** Brano fornito **
Dragan Janjić, corrispondente di Osservatorio Balcani e Caucaso Transeuropa dalla Serbia e caporedattore dell’agenzia di stampa Beta, è l’ultimo giornalista di una lunga serie che è finito alla pubblica gogna, accusato di essere un traditore del Paese. Contro di lui si è innescata una campagna diffamatoria che l’ha reso un bersaglio di nazionalisti ed esaltati. E sta vivendo questi giorni con l’angoscia di essere picchiato o peggio.
“Sono spaventato, non molto, ma sono spaventato perché qualcuno ha postato la mia foto su una pagina FB su cui c’era scritto ‘questo è il tipo che odia tutto quello che è serbo’. Ovviamente non è piacevole, ho paura di ciò che può accadere per strada o in qualunque altro posto. Anche la mia famiglia è spaventata”.
La campagna diffamatoria si è scatenata dopo che Janjić ha definito la morte dell’amico Oliver Ivanovic, uno dei leader serbi del Kosovo, un omicidio politico.

** Compito A **
Nel brano su Dragan Janjić, di quale agenzia di stampa è caporedattore?
** Compito B **
Prosegui il brano su Dragan Janjić a partire dall'ultima frase riportata.

** Dati mostrati **
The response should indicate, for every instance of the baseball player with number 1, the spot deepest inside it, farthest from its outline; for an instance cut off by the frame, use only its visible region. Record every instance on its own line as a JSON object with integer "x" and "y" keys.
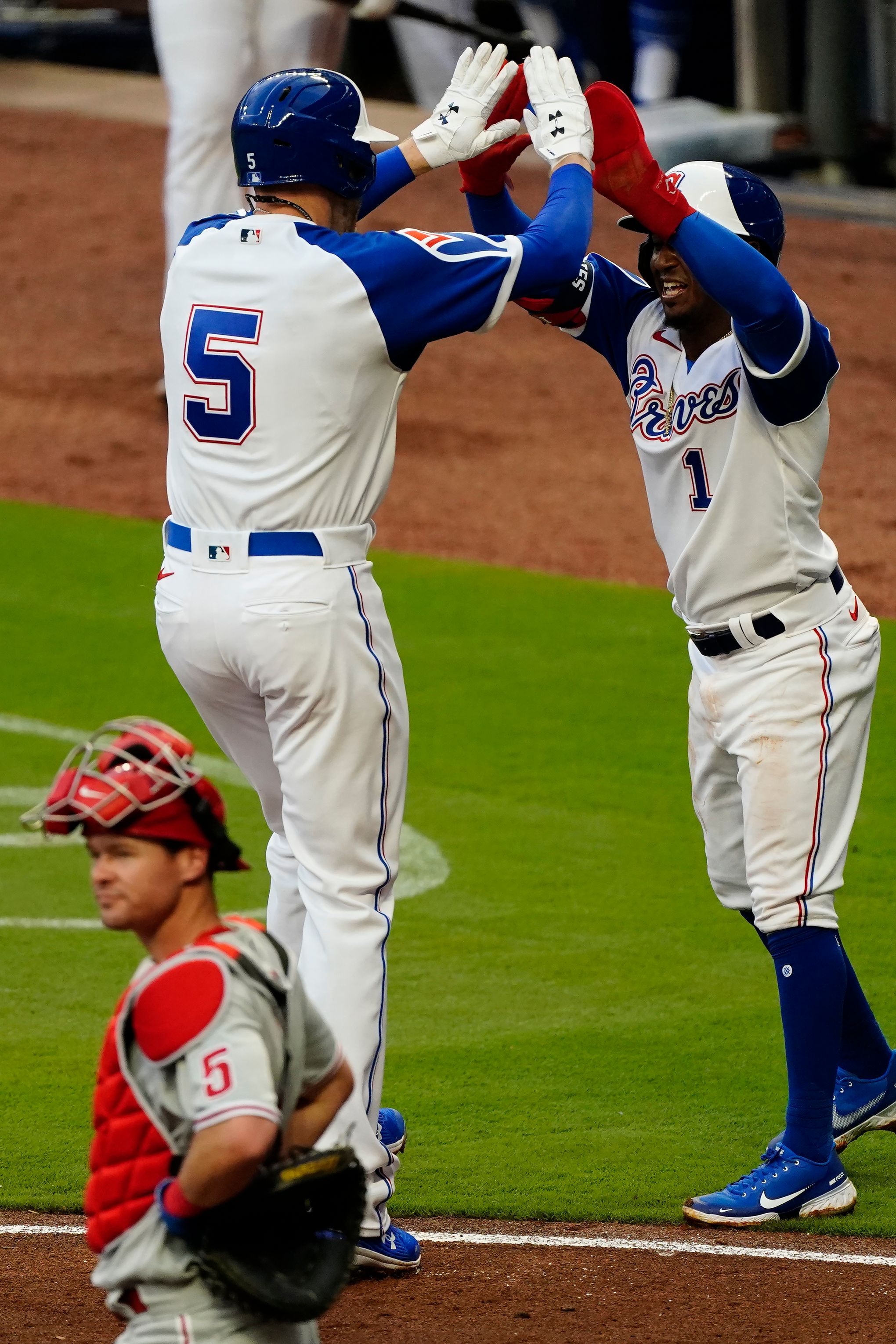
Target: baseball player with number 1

** Risultato A **
Dell'agenzia di stampa Beta.

** Risultato B **
“Quello stesso giorno il presidente della Serbia Vucic ha indetto una conferenza stampa e ha detto che io, altri giornalisti e partiti dell’opposizione abbiamo accusato la Serbia di aver ucciso il nostro leader, anche se non è vero, non l’ho detto. Poi su FB è stata postata la mia foto con il titolo ‘questo è l’aspetto dell’uomo che odia tutto quello che appartiene alla Serbia’. Il problema non è tanto il post su FB ma il fatto che tutto è successo dopo il discorso del presidente serbo. È questo che mi imbarazza perché secondo me il governo ha il dovere di proteggere la libertà di parola, i media, i giornalisti e non dovrebbe prenderli di mira. Se il presidente ti prende di mira, diventa pericoloso ed è questo che mi fa arrabbiare e che mi spaventa”.
Ora Dragan Janjić aspetta che il pubblico ministero lo convochi per una dichiarazione, ma non si aspetta giustizia.
“Se anche troveranno chi ha mandato questo messaggio con la mia foto, le cose non cambieranno in Serbia finché non cambieranno le attitudini delle autorità verso i giornalisti e i media. Chiunque dica qualcosa che a loro non piace, una critica o qualsiasi altra cosa, lo ritengono un attacco contro di loro, dicono che sei un traditore, un bugiardo e cose del genere. Non è un buon clima e stiamo combattendo per cambiarlo. Sono molto grato per il supporto dei miei colleghi e delle associazioni di giornalisti”.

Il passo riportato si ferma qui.